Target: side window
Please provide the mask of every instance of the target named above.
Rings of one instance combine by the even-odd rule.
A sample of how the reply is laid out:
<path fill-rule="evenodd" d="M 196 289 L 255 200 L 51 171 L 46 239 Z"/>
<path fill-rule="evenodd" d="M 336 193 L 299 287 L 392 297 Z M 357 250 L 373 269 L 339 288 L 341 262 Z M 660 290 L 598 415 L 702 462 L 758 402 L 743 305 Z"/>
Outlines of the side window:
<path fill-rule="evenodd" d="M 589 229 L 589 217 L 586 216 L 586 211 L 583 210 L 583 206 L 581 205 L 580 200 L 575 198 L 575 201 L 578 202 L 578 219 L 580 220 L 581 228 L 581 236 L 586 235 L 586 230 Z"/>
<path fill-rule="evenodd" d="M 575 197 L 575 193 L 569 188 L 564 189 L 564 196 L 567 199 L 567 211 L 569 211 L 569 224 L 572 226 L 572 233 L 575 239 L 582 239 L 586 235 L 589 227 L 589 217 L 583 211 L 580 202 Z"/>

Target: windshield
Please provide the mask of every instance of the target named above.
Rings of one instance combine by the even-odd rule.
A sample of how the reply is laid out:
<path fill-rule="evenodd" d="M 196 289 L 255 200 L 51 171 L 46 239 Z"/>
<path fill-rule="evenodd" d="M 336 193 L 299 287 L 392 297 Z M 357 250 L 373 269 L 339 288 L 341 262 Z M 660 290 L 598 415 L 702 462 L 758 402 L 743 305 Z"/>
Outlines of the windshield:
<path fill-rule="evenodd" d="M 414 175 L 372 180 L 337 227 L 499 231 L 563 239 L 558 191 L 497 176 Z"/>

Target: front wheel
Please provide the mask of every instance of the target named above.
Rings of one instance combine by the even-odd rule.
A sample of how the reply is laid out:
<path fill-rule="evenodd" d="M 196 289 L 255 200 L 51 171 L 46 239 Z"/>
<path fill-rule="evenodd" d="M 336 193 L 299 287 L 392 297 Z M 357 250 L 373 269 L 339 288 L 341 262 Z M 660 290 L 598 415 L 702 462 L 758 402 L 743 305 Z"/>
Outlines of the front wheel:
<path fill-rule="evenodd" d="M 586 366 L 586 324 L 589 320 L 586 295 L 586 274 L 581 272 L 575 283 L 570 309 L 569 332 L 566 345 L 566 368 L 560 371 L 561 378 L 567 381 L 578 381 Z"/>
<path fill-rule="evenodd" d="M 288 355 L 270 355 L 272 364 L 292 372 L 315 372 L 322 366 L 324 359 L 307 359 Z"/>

Work instruction:
Reproduce, please, every line of the records above without alteration.

Solution to this exercise:
Target: side window
Please provide the mask of every instance of the target named above.
Rings of one instance combine by the even-odd rule.
A sample of how the reply is laid out:
<path fill-rule="evenodd" d="M 196 289 L 255 200 L 51 171 L 46 239 Z"/>
<path fill-rule="evenodd" d="M 336 193 L 299 287 L 392 297 Z M 357 250 L 373 269 L 339 288 L 341 262 Z M 660 290 L 598 415 L 702 462 L 758 402 L 743 305 Z"/>
Outlines of the side window:
<path fill-rule="evenodd" d="M 589 229 L 589 217 L 586 216 L 586 211 L 583 210 L 583 206 L 581 205 L 580 200 L 575 198 L 575 201 L 578 202 L 578 219 L 580 220 L 581 228 L 581 236 L 586 235 L 586 230 Z"/>
<path fill-rule="evenodd" d="M 575 197 L 575 193 L 569 188 L 564 189 L 564 196 L 567 199 L 567 211 L 569 211 L 569 224 L 572 226 L 572 233 L 575 239 L 582 239 L 586 235 L 589 227 L 589 217 L 583 211 L 580 202 Z"/>

Target: windshield
Please provide the mask of every instance of the target named above.
Rings of one instance combine by the even-odd rule.
A sample of how the reply is laid out:
<path fill-rule="evenodd" d="M 196 289 L 255 200 L 51 171 L 46 239 Z"/>
<path fill-rule="evenodd" d="M 336 193 L 299 287 L 392 297 Z M 357 250 L 373 269 L 339 288 L 341 262 Z M 660 290 L 598 415 L 702 462 L 758 402 L 743 305 Z"/>
Outlines of the windshield:
<path fill-rule="evenodd" d="M 414 175 L 372 180 L 337 227 L 499 231 L 563 239 L 558 191 L 497 176 Z"/>

Target: front wheel
Please provide the mask of every instance of the target named above.
Rings of one instance combine by the even-odd rule.
A sample of how the reply is laid out:
<path fill-rule="evenodd" d="M 196 289 L 255 200 L 51 171 L 46 239 Z"/>
<path fill-rule="evenodd" d="M 336 193 L 299 287 L 392 297 Z M 357 250 L 373 269 L 339 288 L 341 262 Z M 660 290 L 598 415 L 702 462 L 758 402 L 743 305 Z"/>
Outlines of the front wheel:
<path fill-rule="evenodd" d="M 586 366 L 586 324 L 589 320 L 586 295 L 586 274 L 581 272 L 575 283 L 570 309 L 569 332 L 566 345 L 566 368 L 560 371 L 561 378 L 567 381 L 578 381 Z"/>
<path fill-rule="evenodd" d="M 288 355 L 270 355 L 272 364 L 292 372 L 315 372 L 322 366 L 324 359 L 307 359 Z"/>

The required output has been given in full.